[Entries from a point annotation set]
_ _ _ _ _

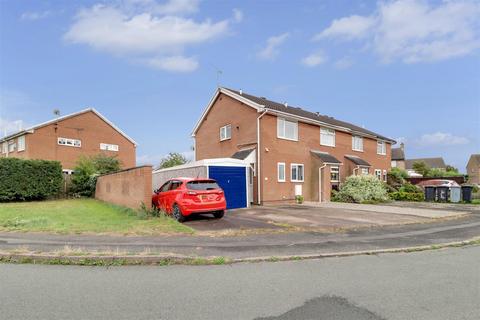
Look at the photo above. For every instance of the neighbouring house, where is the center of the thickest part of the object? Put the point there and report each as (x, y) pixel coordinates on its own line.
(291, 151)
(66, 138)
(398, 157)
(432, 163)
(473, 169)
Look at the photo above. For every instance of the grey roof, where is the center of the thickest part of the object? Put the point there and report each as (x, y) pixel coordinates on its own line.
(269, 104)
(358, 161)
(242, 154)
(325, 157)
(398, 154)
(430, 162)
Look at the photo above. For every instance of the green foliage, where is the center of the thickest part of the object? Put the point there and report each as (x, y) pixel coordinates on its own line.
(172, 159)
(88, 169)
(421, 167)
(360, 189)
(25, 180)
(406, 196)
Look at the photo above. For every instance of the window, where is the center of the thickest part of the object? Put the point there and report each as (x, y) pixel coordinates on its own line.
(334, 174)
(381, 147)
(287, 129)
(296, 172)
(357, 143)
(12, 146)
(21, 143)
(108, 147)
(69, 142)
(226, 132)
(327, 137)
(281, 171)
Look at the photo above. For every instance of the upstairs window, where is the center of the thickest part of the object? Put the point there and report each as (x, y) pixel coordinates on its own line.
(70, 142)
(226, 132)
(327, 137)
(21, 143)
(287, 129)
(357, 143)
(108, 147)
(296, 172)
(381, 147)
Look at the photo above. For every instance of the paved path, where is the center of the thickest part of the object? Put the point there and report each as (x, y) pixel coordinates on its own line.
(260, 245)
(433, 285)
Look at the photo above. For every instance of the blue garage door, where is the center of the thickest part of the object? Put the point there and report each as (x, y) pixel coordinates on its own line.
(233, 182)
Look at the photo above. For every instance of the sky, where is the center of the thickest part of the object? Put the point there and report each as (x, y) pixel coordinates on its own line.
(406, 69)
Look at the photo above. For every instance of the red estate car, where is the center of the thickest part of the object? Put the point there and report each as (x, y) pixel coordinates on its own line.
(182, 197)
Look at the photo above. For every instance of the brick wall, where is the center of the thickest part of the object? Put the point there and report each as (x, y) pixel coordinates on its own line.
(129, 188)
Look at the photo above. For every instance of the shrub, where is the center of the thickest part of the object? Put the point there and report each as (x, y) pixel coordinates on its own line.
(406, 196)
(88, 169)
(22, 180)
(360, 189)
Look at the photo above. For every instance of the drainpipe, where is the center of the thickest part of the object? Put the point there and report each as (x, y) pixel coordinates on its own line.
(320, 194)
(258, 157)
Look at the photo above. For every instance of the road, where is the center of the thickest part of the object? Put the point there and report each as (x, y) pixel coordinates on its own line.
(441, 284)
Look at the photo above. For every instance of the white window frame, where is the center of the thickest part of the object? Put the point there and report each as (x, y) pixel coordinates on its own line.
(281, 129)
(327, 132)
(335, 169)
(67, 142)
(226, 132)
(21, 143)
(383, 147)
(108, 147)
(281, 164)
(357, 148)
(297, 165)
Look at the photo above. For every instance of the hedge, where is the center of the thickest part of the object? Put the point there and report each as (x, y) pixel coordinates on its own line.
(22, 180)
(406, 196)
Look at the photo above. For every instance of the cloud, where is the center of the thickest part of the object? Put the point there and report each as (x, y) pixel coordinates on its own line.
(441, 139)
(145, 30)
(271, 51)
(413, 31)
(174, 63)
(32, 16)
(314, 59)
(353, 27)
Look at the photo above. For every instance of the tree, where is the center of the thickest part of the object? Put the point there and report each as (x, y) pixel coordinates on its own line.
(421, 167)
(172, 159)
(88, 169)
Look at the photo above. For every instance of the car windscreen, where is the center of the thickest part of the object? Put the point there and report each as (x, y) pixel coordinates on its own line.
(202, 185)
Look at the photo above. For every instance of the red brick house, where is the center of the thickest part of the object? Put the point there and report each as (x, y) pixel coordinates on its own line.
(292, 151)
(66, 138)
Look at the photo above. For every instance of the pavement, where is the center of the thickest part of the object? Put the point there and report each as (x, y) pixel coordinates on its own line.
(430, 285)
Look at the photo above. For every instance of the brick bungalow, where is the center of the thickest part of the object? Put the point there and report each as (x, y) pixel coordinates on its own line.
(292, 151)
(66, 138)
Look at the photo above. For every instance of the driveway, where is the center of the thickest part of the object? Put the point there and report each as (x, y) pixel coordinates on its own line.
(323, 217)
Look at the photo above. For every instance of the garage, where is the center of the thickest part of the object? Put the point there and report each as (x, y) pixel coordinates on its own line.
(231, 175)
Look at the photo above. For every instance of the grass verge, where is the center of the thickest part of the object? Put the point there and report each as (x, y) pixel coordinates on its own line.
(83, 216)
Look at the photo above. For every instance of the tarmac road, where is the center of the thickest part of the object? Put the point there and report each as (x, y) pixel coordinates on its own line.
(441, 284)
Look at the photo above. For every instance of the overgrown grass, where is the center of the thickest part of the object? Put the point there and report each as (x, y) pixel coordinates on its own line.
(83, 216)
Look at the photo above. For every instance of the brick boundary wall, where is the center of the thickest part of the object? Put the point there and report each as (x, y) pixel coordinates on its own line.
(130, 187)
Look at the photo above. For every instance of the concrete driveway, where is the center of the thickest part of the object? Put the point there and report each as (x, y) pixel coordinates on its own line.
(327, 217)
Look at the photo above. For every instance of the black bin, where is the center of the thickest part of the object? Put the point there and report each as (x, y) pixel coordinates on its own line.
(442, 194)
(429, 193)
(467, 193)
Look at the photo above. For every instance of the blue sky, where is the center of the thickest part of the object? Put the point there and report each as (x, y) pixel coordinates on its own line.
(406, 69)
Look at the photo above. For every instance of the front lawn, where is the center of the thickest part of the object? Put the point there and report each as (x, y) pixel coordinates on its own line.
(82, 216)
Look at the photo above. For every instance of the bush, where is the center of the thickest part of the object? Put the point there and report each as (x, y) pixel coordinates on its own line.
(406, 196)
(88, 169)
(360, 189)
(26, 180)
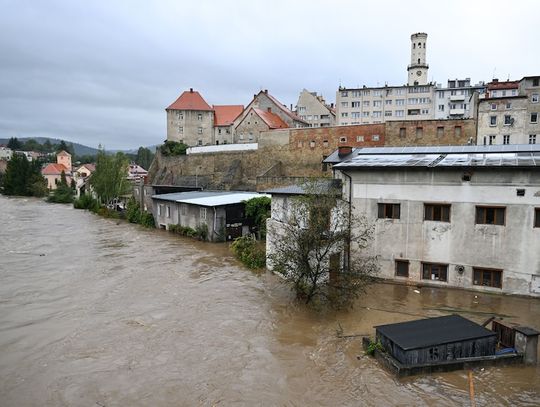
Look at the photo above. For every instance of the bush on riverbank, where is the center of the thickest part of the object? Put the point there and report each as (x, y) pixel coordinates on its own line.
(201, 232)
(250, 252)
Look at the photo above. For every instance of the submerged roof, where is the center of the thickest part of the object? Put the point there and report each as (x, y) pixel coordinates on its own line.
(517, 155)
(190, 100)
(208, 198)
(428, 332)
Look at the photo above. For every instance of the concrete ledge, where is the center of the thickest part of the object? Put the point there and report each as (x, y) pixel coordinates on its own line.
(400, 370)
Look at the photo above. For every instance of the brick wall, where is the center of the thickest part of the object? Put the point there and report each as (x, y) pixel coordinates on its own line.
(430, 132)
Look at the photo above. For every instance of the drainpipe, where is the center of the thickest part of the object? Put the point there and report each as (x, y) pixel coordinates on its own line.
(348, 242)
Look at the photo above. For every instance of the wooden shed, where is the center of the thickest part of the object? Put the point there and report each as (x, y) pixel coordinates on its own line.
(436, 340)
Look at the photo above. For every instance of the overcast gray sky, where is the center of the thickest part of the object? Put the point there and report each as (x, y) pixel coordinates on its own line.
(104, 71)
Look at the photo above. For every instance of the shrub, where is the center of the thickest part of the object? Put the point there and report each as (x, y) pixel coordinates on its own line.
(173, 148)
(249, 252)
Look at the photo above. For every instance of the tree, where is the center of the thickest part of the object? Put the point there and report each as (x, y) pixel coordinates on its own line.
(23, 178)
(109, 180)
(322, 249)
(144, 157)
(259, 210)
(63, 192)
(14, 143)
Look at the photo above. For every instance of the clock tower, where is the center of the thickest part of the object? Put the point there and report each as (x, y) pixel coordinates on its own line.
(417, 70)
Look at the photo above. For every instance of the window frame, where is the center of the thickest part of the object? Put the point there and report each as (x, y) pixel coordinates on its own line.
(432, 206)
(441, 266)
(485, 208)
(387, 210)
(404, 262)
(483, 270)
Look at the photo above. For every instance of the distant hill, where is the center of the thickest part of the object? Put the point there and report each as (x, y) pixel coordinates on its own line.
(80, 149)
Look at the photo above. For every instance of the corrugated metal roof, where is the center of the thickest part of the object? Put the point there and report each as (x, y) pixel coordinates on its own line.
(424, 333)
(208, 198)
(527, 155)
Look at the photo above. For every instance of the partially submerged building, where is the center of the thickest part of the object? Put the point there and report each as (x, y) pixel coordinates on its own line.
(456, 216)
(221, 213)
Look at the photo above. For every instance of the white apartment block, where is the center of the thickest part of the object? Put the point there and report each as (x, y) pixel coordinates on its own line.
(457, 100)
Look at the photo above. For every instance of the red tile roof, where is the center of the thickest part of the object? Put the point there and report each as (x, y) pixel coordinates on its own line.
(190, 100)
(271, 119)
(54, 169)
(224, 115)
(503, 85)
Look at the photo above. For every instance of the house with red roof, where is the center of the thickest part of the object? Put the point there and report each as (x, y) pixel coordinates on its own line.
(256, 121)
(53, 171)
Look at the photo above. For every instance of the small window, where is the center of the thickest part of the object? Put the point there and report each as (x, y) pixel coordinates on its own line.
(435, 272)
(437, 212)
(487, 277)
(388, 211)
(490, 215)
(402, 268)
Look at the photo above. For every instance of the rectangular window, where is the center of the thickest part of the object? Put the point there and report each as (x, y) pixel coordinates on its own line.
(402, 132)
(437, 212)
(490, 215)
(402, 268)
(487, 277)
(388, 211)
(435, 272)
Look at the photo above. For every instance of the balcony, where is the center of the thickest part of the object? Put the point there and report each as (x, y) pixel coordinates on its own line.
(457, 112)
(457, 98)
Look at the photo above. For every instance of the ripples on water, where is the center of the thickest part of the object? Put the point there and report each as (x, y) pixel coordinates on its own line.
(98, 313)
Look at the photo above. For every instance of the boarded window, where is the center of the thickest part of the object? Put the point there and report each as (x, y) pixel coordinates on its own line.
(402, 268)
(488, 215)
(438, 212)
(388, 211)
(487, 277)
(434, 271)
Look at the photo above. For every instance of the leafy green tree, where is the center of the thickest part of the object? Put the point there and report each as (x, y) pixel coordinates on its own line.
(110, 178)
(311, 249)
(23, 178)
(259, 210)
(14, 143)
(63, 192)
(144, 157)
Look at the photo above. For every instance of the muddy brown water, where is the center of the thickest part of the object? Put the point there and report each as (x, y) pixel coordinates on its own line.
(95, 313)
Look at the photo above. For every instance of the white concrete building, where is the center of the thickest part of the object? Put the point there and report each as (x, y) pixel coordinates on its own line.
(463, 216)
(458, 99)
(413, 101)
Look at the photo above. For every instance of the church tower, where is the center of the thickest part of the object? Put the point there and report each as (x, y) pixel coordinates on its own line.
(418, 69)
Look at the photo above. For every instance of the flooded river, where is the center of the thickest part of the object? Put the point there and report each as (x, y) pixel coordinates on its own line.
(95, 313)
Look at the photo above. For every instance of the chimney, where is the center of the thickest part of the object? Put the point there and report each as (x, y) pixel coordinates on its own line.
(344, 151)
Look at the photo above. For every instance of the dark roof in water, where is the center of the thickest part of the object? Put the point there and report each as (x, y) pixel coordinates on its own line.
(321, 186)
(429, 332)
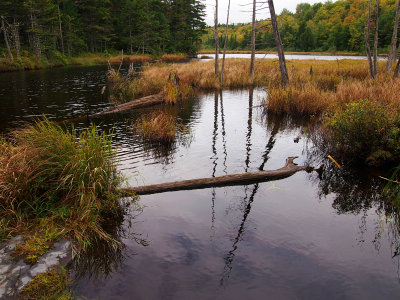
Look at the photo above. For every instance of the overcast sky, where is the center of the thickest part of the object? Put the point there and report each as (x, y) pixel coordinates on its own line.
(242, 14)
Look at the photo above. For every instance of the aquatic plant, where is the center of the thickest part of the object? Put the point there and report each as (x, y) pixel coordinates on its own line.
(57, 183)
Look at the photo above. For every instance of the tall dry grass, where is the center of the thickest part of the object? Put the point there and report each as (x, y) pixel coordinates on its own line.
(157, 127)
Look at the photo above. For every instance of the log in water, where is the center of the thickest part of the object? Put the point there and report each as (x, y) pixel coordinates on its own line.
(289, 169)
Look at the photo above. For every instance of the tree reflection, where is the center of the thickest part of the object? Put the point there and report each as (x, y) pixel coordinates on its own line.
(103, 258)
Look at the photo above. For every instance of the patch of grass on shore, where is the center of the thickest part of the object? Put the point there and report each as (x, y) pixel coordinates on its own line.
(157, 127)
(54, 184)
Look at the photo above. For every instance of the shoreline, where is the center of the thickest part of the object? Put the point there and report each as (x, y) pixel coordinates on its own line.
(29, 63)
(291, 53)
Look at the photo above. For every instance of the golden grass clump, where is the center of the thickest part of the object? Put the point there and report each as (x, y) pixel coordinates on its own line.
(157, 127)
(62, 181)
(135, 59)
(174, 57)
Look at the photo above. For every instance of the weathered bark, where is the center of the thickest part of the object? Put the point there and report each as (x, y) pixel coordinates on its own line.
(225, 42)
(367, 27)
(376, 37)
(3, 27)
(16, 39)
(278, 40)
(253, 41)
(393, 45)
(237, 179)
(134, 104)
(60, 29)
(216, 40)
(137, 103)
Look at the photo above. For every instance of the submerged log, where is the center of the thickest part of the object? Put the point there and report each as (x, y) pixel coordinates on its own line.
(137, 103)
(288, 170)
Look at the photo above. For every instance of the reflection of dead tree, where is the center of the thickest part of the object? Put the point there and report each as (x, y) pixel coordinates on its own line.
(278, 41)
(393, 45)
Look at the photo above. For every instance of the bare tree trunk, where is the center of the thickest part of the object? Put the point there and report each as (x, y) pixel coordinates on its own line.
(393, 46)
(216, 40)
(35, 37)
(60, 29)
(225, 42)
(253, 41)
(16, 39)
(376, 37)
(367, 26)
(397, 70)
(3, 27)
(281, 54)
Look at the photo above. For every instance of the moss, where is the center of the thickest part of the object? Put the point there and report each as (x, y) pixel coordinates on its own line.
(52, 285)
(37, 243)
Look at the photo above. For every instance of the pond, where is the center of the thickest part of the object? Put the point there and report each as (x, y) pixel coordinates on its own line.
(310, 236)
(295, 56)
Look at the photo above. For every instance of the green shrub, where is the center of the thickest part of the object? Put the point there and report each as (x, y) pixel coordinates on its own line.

_ _ _ _ _

Would you give again, word for word, every line from the one with "Look at the photo above. For every instance of the weathered" through the final line of the listing above?

* COMPLETE ANSWER *
Look at the photo above. For every instance of the weathered bark, where is the center of the thickest part of the object? Put the point there and report each as (x, y) pixel coordinates on its own line.
(225, 42)
(367, 27)
(376, 37)
(3, 27)
(16, 39)
(278, 40)
(253, 41)
(393, 45)
(237, 179)
(134, 104)
(60, 29)
(216, 40)
(137, 103)
Look at the photo above. For every instance of the submerged log, where is the center of the thickest part of the object? Put the point there and report each as (x, y) pixel coordinates on its own line.
(137, 103)
(288, 170)
Look at the photo above. For every instance of the reflection of dead tree, where is the center of the thickest part of the object? Put the point there and report each as (x, y) pixel coordinates on its own line.
(278, 41)
(393, 45)
Look at the photo above. For every instance of the bare tree trunk, where is the center of the thickest part of the object? Put the point there and report each as (x, y) pixel coordinates on its own line.
(393, 46)
(216, 40)
(35, 37)
(60, 29)
(225, 42)
(253, 41)
(16, 39)
(376, 37)
(367, 26)
(397, 70)
(3, 27)
(281, 54)
Look at the photo above. For every instance of the moss, where is the center of the thickest part of the object? Put the point there and report each as (x, y) pixel coordinates on its own line.
(52, 285)
(37, 243)
Look at the photo above. For every instance of the pond, where is the center of the thickest part of the object? Put the point there and report each as (x, y) pixel coordinates on its own line.
(310, 236)
(295, 56)
Look at the photo above. For every instance of the green shrub, where is the center of the thickest part of the object? Put the point there and report each as (x, y) pixel coordinates on its own line.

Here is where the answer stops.